PAGE EXTRACT ::
####################

Bargain purchase gain. Bargain purchase gain increased $0.1 million for the three months ended March 26, 2022 compared to the same period last year due to an adjustment made to the preliminary estimates of the fair value of identifiable assets acquired and liabilities assumed in the Badcock Acquisition.

Other. Other expense decreased $14.7 million for the three months ended March 26, 2022 compared to the same period last year primarily due to a prepayment penalty in the prior period of $36.7 million from the repayment of the Franchise Group New Holdco Term Loan and ABL Term Loan, partially offset by a $23.7 million loss related to our investment in NextPoint in the three months ended March 26, 2022.

Interest expense, net. Interest expense, net increased $44.9 million for the three months ended March 26, 2022, due to $65.3 million of interest expense related to the Badcock securitized receivables, the write-off of $0.3 million of deferred financing costs from the $31.0 million principal payment of the First Lien Badcock Term Loan, and the write-off of $3.5 million of deferred financing costs from the $150.0 million principal payment and termination of the Second Lien Badcock Term Loan.

Income tax benefit. Our effective tax rate from continuing operations, including discrete income tax items, was 23.0% and 9.1% for the three months ended March 26, 2022 and March 27, 2021, respectively. The change in the effective tax rate compared to the prior year is due to the reversal of a valuation allowance related to net operating loss carryforwards in the prior year.

Segment Information

We, through our franchisees and Company-owned stores, operate a system of rent-to-own and point of sale retail locations. Our operations are conducted in six reporting business segments: Vitamin Shoppe, Badcock, Pet Supplies Plus, American Freight, Buddy's, and Sylvan. Refer to "Note 13. Segments" for additional information. Because the Pet Supplies Plus Acquisition occurred on March 10, 2021, comparable information is not useful as the prior year period does not include a full quarter of activity. Because the Sylvan and Badcock Acquisitions occurred on September 27, 2021 and November 22, 2021, respectively; no comparable information is available. Therefore, Pet Supplies Plus, Sylvan, and Badcock information is not provided in this discussion.

####################

SOURCE DATA ::
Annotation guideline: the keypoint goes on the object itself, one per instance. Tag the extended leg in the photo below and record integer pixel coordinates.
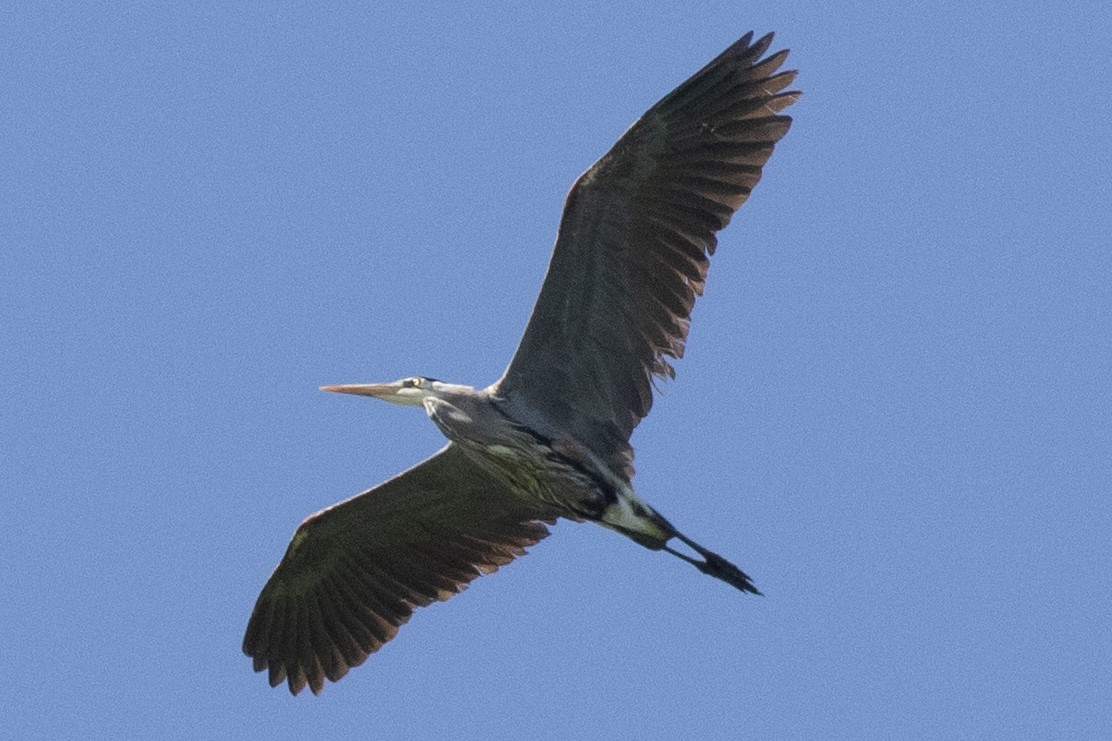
(714, 565)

####################

WHAT THIS EXERCISE ASKS ::
1. In the financial results excerpt, what was the effective tax rate from continuing operations for the three months ended March 26, 2022?
2. Carry on the financial results excerpt, picking up right after its last sentence.

OUTPUTS IN ORDER ::
1. 23.0%

2.
The following table summarizes the operating results of our Vitamin Shoppe segment:
Three Months Ended
Change
(In thousands)March 26, 2022March 27, 2021$%
Total revenues$310,953 $294,739 $16,214 5.5 %
Operating expenses275,599 261,464 14,135 5.4 %
Segment income $35,354 $33,275 $2,079 6.2 %

Total revenue for the three months ended March 26, 2022 for our Vitamin Shoppe segment increased $16.2 million or 5.5% compared to the same period in the prior year. The increase in revenue was primarily due to a 6.1% increase in comparable store sales driven primarily by an increase in customer traffic in the retail stores, new product launches and price increases due to higher vendor costs.

Operating expenses for our Vitamin Shoppe segment increased $14.1 million or 5.4% for the three months ended March 26, 2022 as compared to the same period in the prior year. The increases in operating expenses were primarily due to the following:

a $12.6 million increase in cost of revenue due to a corresponding increase in revenue and a shift in the product mix; and
a $2.8 million increase in employee compensation and benefits related to variable payroll costs and higher healthcare costs.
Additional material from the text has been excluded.